Exercise objective.
The answer must consist of every line from the data that holds "white".

Phrase grounding data:
- - - - - - -
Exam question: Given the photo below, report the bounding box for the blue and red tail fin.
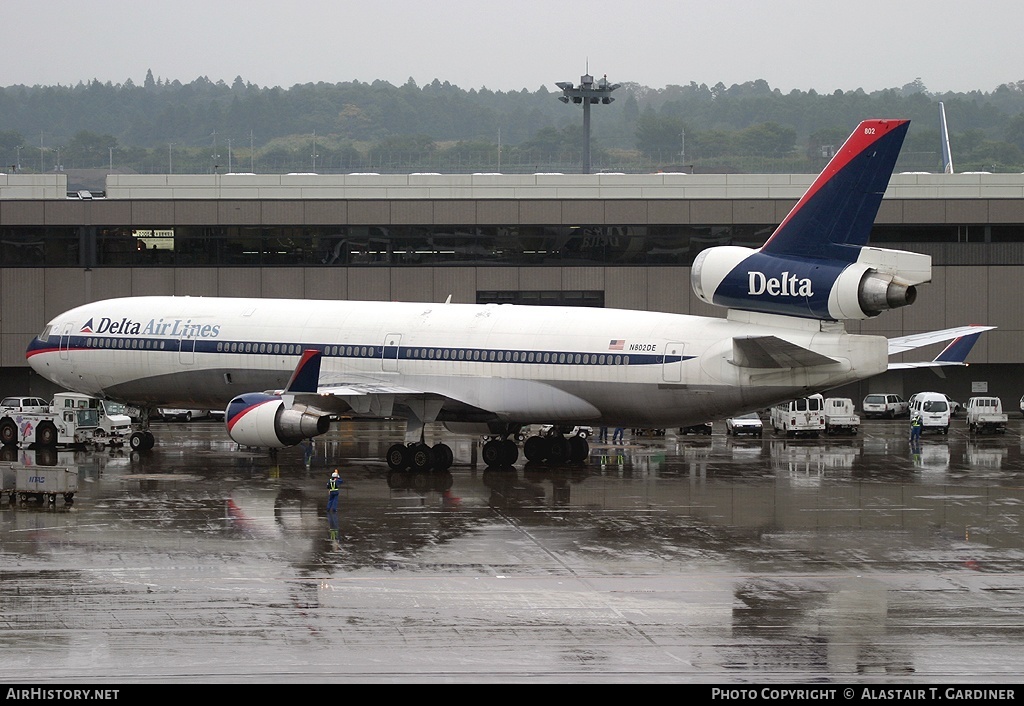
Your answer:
[760,119,910,263]
[691,118,929,321]
[283,349,322,393]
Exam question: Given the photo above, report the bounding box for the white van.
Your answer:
[908,391,951,434]
[770,394,825,437]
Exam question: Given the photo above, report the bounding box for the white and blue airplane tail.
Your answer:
[691,119,932,322]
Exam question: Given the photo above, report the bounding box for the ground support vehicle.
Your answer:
[679,422,713,435]
[539,425,592,439]
[1,464,78,504]
[0,392,135,449]
[631,428,666,437]
[823,398,860,435]
[966,396,1008,435]
[771,394,825,437]
[908,391,951,435]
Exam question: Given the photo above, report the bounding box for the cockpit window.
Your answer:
[38,325,52,342]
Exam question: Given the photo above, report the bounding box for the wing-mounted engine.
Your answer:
[691,245,931,321]
[226,392,331,448]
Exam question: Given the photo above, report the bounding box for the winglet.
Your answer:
[283,349,323,393]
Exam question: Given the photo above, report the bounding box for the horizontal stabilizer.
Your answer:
[887,325,994,356]
[888,325,992,371]
[732,335,839,369]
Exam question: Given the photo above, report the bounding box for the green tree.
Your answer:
[635,110,685,158]
[65,130,118,168]
[0,129,26,169]
[1006,112,1024,152]
[737,123,796,157]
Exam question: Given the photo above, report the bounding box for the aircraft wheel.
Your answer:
[546,436,570,464]
[568,435,589,463]
[523,435,549,462]
[432,443,453,471]
[130,431,148,451]
[409,443,434,471]
[498,439,519,466]
[386,443,408,471]
[482,439,503,467]
[144,430,155,449]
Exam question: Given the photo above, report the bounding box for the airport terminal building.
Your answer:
[2,171,1023,406]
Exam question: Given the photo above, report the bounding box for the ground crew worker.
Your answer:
[327,470,342,512]
[909,414,923,443]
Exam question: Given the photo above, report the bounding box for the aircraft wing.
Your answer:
[276,359,600,424]
[887,325,993,369]
[287,380,455,419]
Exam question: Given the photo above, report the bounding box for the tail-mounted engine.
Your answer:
[691,244,931,321]
[225,392,331,448]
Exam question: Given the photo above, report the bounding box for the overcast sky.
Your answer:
[5,0,1022,95]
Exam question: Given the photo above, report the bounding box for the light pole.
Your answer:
[557,72,620,174]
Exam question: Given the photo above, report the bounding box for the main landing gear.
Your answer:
[523,430,589,464]
[386,441,454,473]
[383,421,591,472]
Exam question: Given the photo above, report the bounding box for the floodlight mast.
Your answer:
[557,73,620,174]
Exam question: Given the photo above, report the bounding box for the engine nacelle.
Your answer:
[225,392,331,448]
[691,245,929,320]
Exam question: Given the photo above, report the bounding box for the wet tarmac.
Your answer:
[2,417,1024,684]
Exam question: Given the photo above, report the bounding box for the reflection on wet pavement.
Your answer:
[2,418,1023,683]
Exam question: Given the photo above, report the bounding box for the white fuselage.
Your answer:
[27,296,888,428]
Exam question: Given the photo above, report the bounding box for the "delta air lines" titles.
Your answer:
[82,317,222,338]
[747,271,814,297]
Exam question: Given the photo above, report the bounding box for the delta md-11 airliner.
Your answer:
[24,119,992,470]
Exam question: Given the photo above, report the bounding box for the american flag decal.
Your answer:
[608,339,624,350]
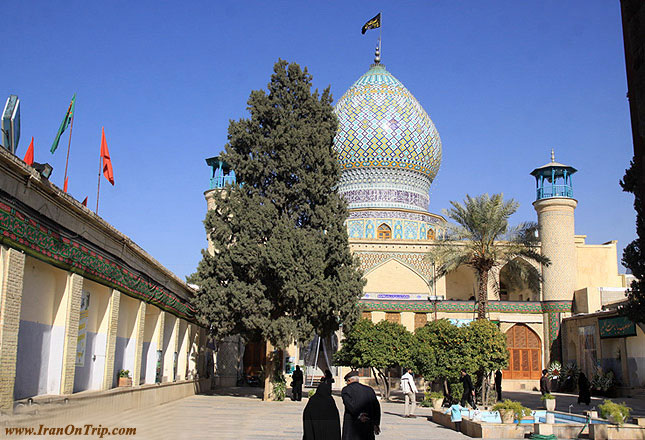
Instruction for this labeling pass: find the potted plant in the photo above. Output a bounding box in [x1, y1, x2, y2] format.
[117, 369, 132, 387]
[492, 399, 531, 424]
[541, 393, 556, 411]
[599, 399, 631, 426]
[428, 391, 444, 410]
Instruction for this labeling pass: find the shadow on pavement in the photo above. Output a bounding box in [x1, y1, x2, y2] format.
[207, 386, 264, 399]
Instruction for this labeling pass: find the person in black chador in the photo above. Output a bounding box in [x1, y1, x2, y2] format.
[577, 373, 591, 405]
[303, 380, 341, 440]
[341, 371, 381, 440]
[322, 369, 335, 385]
[494, 370, 503, 402]
[540, 369, 550, 396]
[459, 369, 476, 409]
[292, 365, 304, 401]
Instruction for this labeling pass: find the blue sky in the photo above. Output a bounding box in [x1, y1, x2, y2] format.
[2, 1, 636, 278]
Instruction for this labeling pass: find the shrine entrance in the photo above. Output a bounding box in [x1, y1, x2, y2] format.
[503, 324, 542, 380]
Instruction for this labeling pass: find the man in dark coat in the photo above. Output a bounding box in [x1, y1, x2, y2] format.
[540, 369, 550, 396]
[292, 365, 304, 401]
[494, 370, 503, 402]
[303, 381, 341, 440]
[459, 369, 476, 409]
[341, 371, 381, 440]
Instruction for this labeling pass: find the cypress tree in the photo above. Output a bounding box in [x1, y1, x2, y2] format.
[189, 60, 365, 371]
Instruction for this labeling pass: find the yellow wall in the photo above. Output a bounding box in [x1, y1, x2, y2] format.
[364, 259, 428, 294]
[81, 278, 111, 334]
[21, 256, 67, 325]
[576, 241, 623, 290]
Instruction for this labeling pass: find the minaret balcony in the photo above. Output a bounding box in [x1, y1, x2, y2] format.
[536, 184, 573, 200]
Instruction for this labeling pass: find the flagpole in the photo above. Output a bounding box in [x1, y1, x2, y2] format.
[96, 135, 102, 214]
[379, 12, 382, 60]
[63, 97, 75, 192]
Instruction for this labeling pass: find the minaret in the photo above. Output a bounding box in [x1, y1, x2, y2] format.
[531, 150, 577, 362]
[204, 156, 236, 255]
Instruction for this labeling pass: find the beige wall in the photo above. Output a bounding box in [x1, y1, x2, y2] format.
[445, 265, 476, 300]
[364, 259, 428, 294]
[576, 241, 623, 290]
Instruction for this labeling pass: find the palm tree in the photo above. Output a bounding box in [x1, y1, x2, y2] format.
[427, 193, 550, 319]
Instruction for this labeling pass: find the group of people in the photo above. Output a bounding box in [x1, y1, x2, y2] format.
[540, 368, 591, 406]
[302, 370, 380, 440]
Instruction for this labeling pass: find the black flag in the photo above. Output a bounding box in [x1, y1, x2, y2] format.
[361, 13, 381, 34]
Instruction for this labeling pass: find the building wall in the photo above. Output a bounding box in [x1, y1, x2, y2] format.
[576, 240, 624, 290]
[73, 278, 111, 393]
[14, 257, 67, 399]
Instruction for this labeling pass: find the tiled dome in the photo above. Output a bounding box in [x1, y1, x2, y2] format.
[334, 64, 442, 181]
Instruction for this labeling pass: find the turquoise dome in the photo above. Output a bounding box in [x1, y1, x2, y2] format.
[333, 64, 442, 180]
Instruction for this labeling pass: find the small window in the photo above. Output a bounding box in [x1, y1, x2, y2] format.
[427, 229, 436, 240]
[414, 313, 428, 329]
[385, 312, 401, 324]
[377, 223, 392, 239]
[361, 311, 372, 321]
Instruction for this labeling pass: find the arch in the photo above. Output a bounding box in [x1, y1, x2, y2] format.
[427, 229, 436, 240]
[444, 265, 477, 300]
[363, 259, 429, 294]
[499, 258, 539, 301]
[503, 324, 542, 380]
[377, 223, 391, 239]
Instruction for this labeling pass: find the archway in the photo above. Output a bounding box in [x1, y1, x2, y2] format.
[503, 324, 542, 380]
[377, 223, 391, 239]
[499, 258, 539, 301]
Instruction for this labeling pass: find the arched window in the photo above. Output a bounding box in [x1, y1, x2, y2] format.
[427, 229, 436, 240]
[377, 223, 391, 239]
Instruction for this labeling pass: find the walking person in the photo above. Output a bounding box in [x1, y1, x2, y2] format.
[292, 365, 304, 401]
[341, 371, 381, 440]
[303, 381, 341, 440]
[459, 369, 476, 409]
[400, 368, 418, 418]
[494, 370, 503, 402]
[540, 369, 550, 396]
[322, 369, 335, 385]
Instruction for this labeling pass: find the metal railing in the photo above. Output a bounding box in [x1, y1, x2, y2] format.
[536, 185, 572, 200]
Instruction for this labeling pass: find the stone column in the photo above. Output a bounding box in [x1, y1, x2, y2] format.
[60, 273, 84, 395]
[102, 289, 121, 390]
[132, 301, 146, 386]
[0, 248, 25, 412]
[172, 318, 180, 381]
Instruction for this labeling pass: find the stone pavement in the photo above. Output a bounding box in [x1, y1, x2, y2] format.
[6, 388, 468, 440]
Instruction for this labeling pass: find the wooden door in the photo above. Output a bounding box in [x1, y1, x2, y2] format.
[503, 324, 542, 380]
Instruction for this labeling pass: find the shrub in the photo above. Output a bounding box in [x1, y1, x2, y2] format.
[492, 399, 532, 423]
[271, 372, 286, 401]
[599, 400, 631, 426]
[540, 393, 555, 401]
[118, 369, 131, 378]
[591, 368, 615, 393]
[308, 389, 316, 398]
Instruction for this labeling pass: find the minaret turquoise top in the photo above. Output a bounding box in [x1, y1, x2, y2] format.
[206, 156, 236, 189]
[530, 150, 577, 200]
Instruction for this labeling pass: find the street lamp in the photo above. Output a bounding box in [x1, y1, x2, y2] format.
[428, 295, 444, 321]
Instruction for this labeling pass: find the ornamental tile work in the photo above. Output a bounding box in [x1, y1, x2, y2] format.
[347, 219, 439, 240]
[0, 200, 195, 320]
[359, 300, 572, 314]
[334, 64, 442, 180]
[349, 209, 444, 224]
[356, 252, 433, 281]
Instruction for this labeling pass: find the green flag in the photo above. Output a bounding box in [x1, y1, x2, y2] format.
[51, 94, 76, 154]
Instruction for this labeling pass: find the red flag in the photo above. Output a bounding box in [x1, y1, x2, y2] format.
[81, 197, 88, 206]
[64, 176, 69, 192]
[24, 137, 34, 166]
[100, 127, 114, 185]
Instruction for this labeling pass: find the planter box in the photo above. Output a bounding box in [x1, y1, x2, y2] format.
[590, 423, 645, 440]
[431, 409, 456, 430]
[545, 398, 556, 411]
[118, 377, 132, 387]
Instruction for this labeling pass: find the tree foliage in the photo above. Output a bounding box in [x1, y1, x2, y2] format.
[189, 60, 365, 349]
[413, 319, 508, 383]
[427, 193, 550, 319]
[334, 319, 414, 399]
[620, 159, 645, 323]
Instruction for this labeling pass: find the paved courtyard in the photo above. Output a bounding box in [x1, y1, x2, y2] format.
[5, 388, 468, 440]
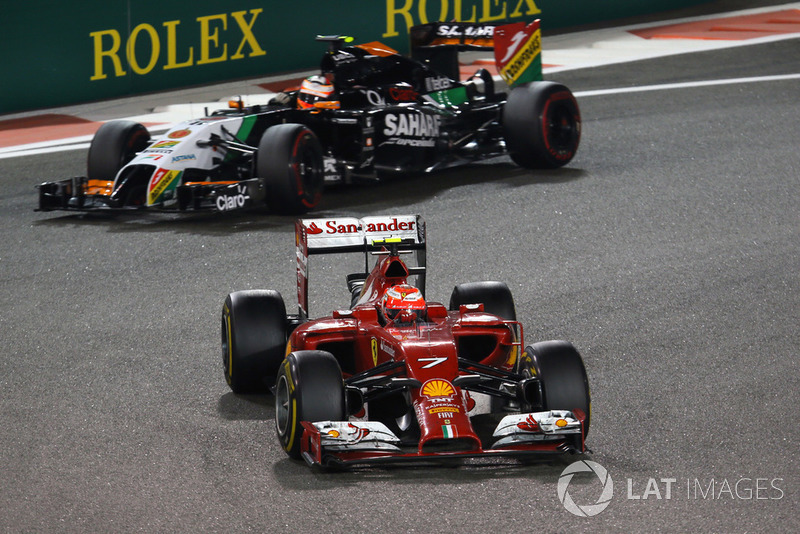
- - - - - - -
Solution to the problem.
Exam question: Given the photo above, report the bounding box for the white van.
Exam question: Given the photo above, report the bounding box for the white and blue airplane tail.
Exam question: Given the photo above, report the bounding box for the white fuselage.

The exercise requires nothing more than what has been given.